START PASSAGE PROVIDED

Therefore, it is crucial to investigate the evolution of the CRF01_AE pol gene to determine the appropriate GD threshold range for inferring the CRF01_AE molecular network. In this study, we selected MSM transmission pairs infected with CRF01_AE from a high-risk cohort and conducted subsequent follow-up observations. We employed next-generation sequencing (NGS) technology to acquire partial HIV pol sequences and calculated the GD between them. These GD values were then compared to infer a reasonable GD threshold range for constructing the CRF01_AE molecular network, which is a valuable tool in predicting potential recent HIV transmission events.

Materials and methods

Study population

Longitudinal samples of HIV transmission pairs in the acute phase

From 2009 to 2014, a high-risk cohort of HIV-negative MSM was established through voluntary testing and counseling clinics in Shenyang. HIV transmission pairs were identified through regular follow-up, each of which included at least one case of acute HIV infection (AHI) (Zhang et al., 2021). The inclusion criteria for research subjects were as follows: 1) age ≥18 years, 2) confirmed HIV infection with only HIV-1 CRF01_AE strain, 3) self-reported HIV transmission relationship supported by a phylogenetic branch with a high bootstrap value (details provided in phylogenetic analysis). 4) HIV treatment-naïve before HIV diagnosis and during the follow-up period, and 5) collection of at least one plasma sample from all participants at baseline. This data from HIV transmission pairs was used to establish the appropriate GD threshold range for inferring the CRF01_AE molecular network.

END PASSAGE PROVIDED

— SET OF TASKS —
(a) Copy word for word the portion of the HIV transmission-pair passage starting at "Therefore, it is" and ending at "HIV transmission events.".
(b) Write what comes next in the HIV transmission-pair passage, picking up after its final sentence.

START DATA EXTRACTS

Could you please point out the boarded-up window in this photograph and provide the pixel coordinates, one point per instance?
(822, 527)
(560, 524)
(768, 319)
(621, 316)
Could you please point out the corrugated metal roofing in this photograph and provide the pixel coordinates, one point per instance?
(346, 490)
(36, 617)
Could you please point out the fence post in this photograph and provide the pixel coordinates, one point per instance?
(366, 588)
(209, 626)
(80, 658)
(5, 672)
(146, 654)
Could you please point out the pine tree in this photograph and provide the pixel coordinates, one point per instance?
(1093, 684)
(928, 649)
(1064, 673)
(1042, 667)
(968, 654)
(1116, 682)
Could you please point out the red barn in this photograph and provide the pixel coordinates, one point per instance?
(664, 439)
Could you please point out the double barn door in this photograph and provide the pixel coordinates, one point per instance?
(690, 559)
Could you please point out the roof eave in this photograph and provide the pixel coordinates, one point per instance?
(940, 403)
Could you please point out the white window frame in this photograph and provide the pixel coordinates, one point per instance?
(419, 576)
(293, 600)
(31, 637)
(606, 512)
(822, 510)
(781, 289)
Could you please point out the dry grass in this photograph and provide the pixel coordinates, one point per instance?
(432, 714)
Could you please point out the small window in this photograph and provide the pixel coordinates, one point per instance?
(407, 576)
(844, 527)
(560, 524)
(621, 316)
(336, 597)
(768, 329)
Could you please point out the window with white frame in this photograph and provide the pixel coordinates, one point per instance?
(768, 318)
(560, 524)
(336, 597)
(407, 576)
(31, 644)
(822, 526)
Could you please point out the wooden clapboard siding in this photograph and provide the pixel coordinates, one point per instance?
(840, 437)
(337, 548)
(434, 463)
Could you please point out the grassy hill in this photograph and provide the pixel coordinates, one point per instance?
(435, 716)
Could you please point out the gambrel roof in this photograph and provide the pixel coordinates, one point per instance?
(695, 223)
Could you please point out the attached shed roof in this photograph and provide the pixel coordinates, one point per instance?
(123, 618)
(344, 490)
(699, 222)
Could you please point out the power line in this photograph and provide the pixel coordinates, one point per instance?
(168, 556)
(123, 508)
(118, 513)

END DATA EXTRACTS

— TASK RESPONSES —
(a)
Therefore, it is crucial to investigate the evolution of the CRF01_AE pol gene to determine the appropriate GD threshold range for inferring the CRF01_AE molecular network. In this study, we selected MSM transmission pairs infected with CRF01_AE from a high-risk cohort and conducted subsequent follow-up observations. We employed next-generation sequencing (NGS) technology to acquire partial HIV pol sequences and calculated the GD between them. These GD values were then compared to infer a reasonable GD threshold range for constructing the CRF01_AE molecular network, which is a valuable tool in predicting potential recent HIV transmission events.

(b)
An individual was considered to have AHI when the following conditions need to be met (Zhang et al., 2021): (1) the interval between the last HIV antibody-negative and first confirmed HIV-1 antibody-positive was less than 6 months, (2) the HIV antibody test was negative but the HIV RNA test was positive, or (3) the optical density of the initial HIV antibody test is between ranged 0.5 and 1.0, and then increased during follow-up. During the follow-up period, all individuals were ultimately confirmed to be infected with HIV-1. The estimation of the infection time for AHI was based on the Fiebig stage (Fiebig et al., 2003). The estimated time of infection for individuals in Fiebig stage VI and those with longstanding HIV infection was calculated as the average of the interval between the last negative HIV antibody test and the first confirmed positive HIV antibody test.

HIV-1 positive samples from a cross-sectional survey

The HIV-1 CRF01_AE pol sequence (HXB2:2,253-3,300) and the results of the HIV-1 Limiting Antigen Avidity assays (Recent HIV infection [RHI] discrimination experiment) were collected from all individuals newly diagnosed with HIV in Shenyang from 2016 and 2019 (Zhao et al., 2021b). The data from this cohort was utilized to evaluate the efficacy of the CRF01_AE molecular network in inferring recent transmitted events in the real world, employing the established GD threshold range. The study was approved by the Institutional Review Board of China Medical University.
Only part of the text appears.